Saved data entries:
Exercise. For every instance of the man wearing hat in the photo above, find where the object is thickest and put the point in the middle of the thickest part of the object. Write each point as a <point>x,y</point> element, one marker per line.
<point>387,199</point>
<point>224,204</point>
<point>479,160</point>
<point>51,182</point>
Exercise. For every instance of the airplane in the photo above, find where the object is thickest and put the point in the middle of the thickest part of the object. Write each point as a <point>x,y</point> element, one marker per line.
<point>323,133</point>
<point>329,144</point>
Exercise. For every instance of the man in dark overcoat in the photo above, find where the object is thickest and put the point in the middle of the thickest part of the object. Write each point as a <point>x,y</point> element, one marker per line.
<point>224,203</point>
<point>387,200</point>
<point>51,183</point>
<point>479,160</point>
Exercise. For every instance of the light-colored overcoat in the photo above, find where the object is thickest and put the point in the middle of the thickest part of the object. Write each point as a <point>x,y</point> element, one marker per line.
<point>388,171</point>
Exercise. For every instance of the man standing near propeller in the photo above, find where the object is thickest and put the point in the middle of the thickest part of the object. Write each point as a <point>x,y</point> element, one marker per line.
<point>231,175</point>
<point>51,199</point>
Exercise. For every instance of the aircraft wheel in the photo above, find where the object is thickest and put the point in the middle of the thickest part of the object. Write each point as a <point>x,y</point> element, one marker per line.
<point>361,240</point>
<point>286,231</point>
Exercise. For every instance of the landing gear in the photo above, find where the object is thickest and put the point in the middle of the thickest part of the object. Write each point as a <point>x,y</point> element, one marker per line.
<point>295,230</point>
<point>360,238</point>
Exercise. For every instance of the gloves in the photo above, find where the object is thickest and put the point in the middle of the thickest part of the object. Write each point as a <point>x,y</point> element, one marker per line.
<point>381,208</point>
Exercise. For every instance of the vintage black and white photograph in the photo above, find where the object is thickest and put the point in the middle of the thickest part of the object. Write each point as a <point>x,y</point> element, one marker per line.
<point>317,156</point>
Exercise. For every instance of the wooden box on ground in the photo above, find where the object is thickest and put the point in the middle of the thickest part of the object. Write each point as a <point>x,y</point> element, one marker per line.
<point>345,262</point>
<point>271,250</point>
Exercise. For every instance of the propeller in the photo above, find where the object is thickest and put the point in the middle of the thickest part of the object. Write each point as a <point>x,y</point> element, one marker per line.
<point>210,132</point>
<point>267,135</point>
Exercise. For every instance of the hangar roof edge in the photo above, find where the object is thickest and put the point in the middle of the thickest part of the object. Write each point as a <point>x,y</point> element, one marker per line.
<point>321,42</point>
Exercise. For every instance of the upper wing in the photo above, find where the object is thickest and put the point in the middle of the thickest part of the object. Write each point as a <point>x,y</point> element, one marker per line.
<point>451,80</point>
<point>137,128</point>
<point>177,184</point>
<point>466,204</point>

TASK: Update the data above by changing every "thickest part" to "widest part", keeping everything else the same.

ANSWER:
Exercise. For every instance of the man wearing hat in the photo above, find where the object is thickest and put the point in the middle of the widest part of the object. Write each point as a <point>x,y</point> element, one marker per line.
<point>387,199</point>
<point>224,204</point>
<point>479,160</point>
<point>51,182</point>
Exercise. For every instance of the airplane in the photo above, find where the object is thickest and put the point in the middle of the widest part of the object. Write each point as a <point>x,y</point> element, one marker per line.
<point>323,133</point>
<point>329,144</point>
Exercise. For every instance of the man in dark overcoat in the photo above, find where the object is thickest and put the point in the middle of the widest part of the object. Write each point as a <point>x,y</point> element, one marker per line.
<point>224,203</point>
<point>387,200</point>
<point>51,183</point>
<point>479,160</point>
Exercise. For every instance of the light-colored overcoat in the photo above, find where the object is thickest and put the point in the middle of the widest part of the object. Write each point as a <point>x,y</point> element, one marker per line.
<point>388,171</point>
Exercise. For every instance of the man standing near propeller in the photo above, find where the object is thickest and put the point in the middle of the widest part of the object. Write each point as a <point>x,y</point> element, one marker per line.
<point>231,175</point>
<point>51,199</point>
Exercise. For every instance of the aircraft wheel in the photo above, find where the object is thickest and put the point in the middle of the widest part of the object. Write each point as a <point>x,y</point> element, one marker per line.
<point>361,240</point>
<point>286,231</point>
Exercise. For every instance of the landing gear in the photo above, find where the object is thickest and put the point in the middle of the widest part of the object. Write each point as a <point>x,y</point> element, one marker per line.
<point>295,230</point>
<point>360,238</point>
Exercise. For every instance of the gloves in the photo above, find where the object is thickest and put the point in the middle of the widest part of the object. Write each point as a <point>x,y</point> element, one marker per line.
<point>381,208</point>
Exercise. For every instance of the vintage black and white photograph in the photo above, find where the object is thickest and put the point in the middle of the widest part of the object. Write each point as a <point>x,y</point> element, one marker per line.
<point>317,156</point>
Exercise. For every instance of the wooden box on ground in the photo above, find where the object is thickest and put the point in the middle of the widest part of the object. Write each point as a <point>x,y</point> element, one marker per line.
<point>345,262</point>
<point>271,250</point>
Exercise. For every instance of the propeller in the photo above, find where the object is thickest and put the point in the middle of the widest part of the object. Write each point as a <point>x,y</point> element, one marker per line.
<point>210,132</point>
<point>267,135</point>
Exercise. For every instance of the hangar roof edge in the photo above, find where the object is thickest and put the point in the middle of the widest part of the object. Write each point as a <point>x,y</point> element, one marker per line.
<point>321,42</point>
Exercise. For every instance of the upper wing in the photo above, find where the object is thickest and put the point in the middle of the widest part of the object. Write each point as a <point>x,y</point> element, one marker per line.
<point>451,80</point>
<point>137,128</point>
<point>177,184</point>
<point>466,204</point>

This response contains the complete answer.